> Texte fourni
Instruments anciens : COUSINEAU Père et Fils facteurs de Harpes et de clarinettes à Paris ?

Une jolie clarinette en Ut à 5 clés de la collection de José Daniel TOUROUDE nous laisse songeur ; en effet elle porte la marque : "COUSINEAU Père et Fils à Paris".

C'est l'un des seuls instruments à vent portant cette marque que nous connaissons.

Seul le pavillon porte cette marque assez effacée. La clarinette est en buis, baguée ivoire à cinq clés carrées en laiton ; la facture est particulièrement fine en particulier le guide creusé dans le bulbe pour la clé de Mib.

Cette clarinette a sans doute été réalisée par un facteur inconnu (où par l'atelier de Cousineau ?) vers 1810.
Les COUSINEAU père et fils étaient des facteurs de harpes très célèbres. Le père Georges COUSINEAU (1734-1800) était facteur de harpes et de guitares, "mais il vendait instruments et œuvres musicales, témoin cette étiquette collée à l'intérieur d'une contrebasse à trois cordes" du musée de la musique de Paris : "Rue des Poulies, vis à vis la colonnade du Louvre, à la Victoire. Cousineau, luthier, fait et vend harpes, lyres, violon, violoncelle, contrebasses, pardessus de viole, alto-viols, guitares, violes d'amour, mandolines, sistres et autres instruments de musique. Il vend aussi des cordes de Naples et tient magasin de musique française et italienne. Son épouse (Madeleine RENAULT) grave la musique". (Constant PIERRE "les facteurs d'instruments de musique" 1)

> Données extraites

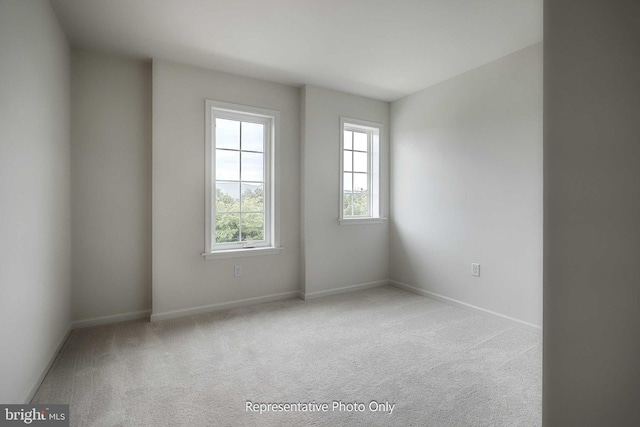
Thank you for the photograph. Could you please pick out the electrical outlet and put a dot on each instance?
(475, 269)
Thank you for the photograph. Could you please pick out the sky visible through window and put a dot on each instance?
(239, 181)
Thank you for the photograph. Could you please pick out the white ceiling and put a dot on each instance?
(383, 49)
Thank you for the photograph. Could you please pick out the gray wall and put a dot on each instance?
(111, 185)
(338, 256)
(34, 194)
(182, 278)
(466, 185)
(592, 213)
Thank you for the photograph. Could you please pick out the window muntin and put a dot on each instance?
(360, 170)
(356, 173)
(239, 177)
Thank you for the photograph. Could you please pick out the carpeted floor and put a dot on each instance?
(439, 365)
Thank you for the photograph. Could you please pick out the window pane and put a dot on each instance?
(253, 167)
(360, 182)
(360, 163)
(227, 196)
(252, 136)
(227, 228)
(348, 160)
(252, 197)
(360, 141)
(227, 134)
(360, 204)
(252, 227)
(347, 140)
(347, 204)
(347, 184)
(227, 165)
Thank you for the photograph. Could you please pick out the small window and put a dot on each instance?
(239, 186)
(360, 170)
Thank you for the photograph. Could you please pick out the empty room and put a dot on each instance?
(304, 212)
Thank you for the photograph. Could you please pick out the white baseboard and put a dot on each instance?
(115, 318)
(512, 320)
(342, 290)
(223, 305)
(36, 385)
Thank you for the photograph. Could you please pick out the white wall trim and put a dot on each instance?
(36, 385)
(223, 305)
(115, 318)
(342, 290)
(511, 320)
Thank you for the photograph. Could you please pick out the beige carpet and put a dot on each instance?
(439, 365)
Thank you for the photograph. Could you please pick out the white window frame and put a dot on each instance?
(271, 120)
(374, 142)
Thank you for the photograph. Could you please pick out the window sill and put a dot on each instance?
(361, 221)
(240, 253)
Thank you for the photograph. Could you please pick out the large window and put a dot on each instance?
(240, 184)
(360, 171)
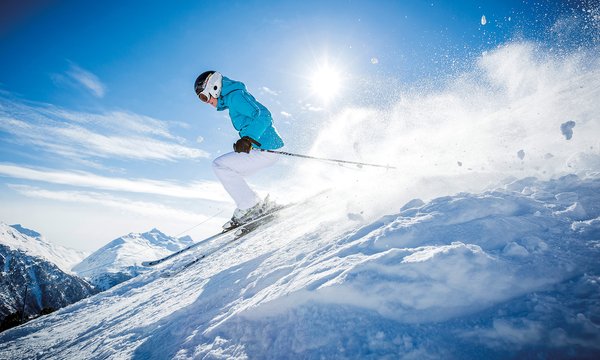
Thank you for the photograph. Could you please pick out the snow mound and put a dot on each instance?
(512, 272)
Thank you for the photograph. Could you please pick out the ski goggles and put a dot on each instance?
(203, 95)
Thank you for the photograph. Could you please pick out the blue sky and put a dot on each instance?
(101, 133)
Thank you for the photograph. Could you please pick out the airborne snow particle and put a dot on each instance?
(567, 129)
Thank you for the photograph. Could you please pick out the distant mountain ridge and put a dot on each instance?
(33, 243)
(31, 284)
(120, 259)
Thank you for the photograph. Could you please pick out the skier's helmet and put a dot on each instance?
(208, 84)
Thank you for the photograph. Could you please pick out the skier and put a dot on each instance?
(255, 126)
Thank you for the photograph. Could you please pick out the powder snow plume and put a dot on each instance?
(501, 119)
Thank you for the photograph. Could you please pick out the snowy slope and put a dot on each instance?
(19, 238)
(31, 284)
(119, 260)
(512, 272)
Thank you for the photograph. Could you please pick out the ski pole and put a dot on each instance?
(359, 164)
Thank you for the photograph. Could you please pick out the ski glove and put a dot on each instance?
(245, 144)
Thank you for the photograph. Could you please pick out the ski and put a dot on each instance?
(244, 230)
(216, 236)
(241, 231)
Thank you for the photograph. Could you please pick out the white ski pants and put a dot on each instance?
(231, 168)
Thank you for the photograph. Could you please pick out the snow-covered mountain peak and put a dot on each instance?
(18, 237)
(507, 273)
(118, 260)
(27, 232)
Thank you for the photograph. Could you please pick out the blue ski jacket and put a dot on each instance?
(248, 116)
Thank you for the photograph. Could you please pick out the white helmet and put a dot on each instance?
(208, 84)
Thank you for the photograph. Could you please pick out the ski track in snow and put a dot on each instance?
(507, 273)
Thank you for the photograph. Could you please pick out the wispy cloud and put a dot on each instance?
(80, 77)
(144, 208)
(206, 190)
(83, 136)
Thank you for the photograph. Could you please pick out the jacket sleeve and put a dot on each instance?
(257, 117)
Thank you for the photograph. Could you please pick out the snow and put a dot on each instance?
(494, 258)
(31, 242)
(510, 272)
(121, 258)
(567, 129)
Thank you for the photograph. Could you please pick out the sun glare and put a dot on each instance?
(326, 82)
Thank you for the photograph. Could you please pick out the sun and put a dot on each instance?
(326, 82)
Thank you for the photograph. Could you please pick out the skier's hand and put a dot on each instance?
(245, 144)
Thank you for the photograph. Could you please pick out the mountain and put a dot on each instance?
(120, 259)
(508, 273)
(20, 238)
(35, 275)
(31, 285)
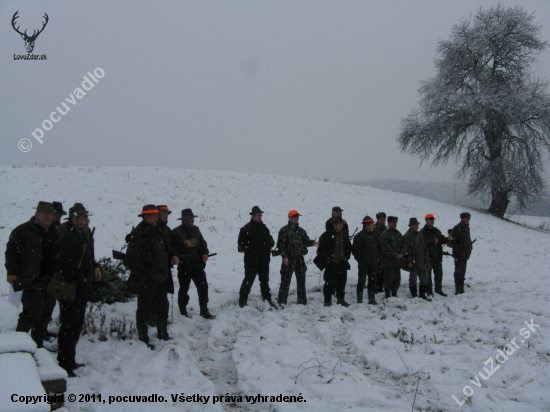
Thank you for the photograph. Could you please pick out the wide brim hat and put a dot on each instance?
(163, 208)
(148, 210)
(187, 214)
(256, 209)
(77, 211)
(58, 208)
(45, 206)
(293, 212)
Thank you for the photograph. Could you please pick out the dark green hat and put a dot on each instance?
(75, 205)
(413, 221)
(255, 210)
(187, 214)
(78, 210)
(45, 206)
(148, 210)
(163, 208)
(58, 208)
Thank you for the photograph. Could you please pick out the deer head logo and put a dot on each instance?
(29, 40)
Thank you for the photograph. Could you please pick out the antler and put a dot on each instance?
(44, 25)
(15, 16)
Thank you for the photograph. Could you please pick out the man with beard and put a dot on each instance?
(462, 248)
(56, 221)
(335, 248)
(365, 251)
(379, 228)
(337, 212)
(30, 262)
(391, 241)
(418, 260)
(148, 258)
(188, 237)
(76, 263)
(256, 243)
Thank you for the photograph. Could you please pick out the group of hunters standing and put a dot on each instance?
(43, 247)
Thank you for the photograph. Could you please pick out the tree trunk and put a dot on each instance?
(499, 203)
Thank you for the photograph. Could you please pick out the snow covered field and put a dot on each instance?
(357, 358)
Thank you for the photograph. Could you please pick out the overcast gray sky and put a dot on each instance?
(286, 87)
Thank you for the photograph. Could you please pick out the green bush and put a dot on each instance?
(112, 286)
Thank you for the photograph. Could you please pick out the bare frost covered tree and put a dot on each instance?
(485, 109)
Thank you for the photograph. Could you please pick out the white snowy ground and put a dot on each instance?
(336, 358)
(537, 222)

> L'exercice
Reproduisez fidèlement le passage du texte fourni qui va de "Instruments anciens : COUSINEAU" jusqu'à "que nous connaissons." inclus.

> Réponse rédigée
Instruments anciens : COUSINEAU Père et Fils facteurs de Harpes et de clarinettes à Paris ?

Une jolie clarinette en Ut à 5 clés de la collection de José Daniel TOUROUDE nous laisse songeur ; en effet elle porte la marque : "COUSINEAU Père et Fils à Paris".

C'est l'un des seuls instruments à vent portant cette marque que nous connaissons.